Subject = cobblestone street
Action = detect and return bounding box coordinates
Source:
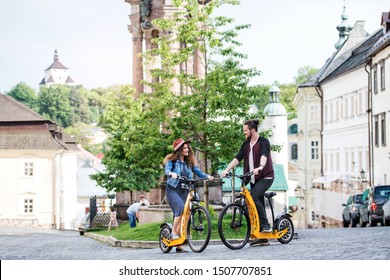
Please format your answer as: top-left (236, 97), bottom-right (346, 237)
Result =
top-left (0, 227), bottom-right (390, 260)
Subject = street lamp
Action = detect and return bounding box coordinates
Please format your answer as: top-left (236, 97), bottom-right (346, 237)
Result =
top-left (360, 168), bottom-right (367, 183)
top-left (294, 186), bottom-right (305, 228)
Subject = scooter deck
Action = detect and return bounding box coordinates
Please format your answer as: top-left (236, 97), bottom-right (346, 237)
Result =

----------

EXERCISE BRIEF:
Reproduce word for word the part of the data that opens with the line containing "Subject = scooter deck" and closes with the final line of the data, both included.

CORRECT OUTPUT:
Subject = scooter deck
Action = detect and return bounding box coordinates
Please format your answer as: top-left (236, 97), bottom-right (346, 237)
Result =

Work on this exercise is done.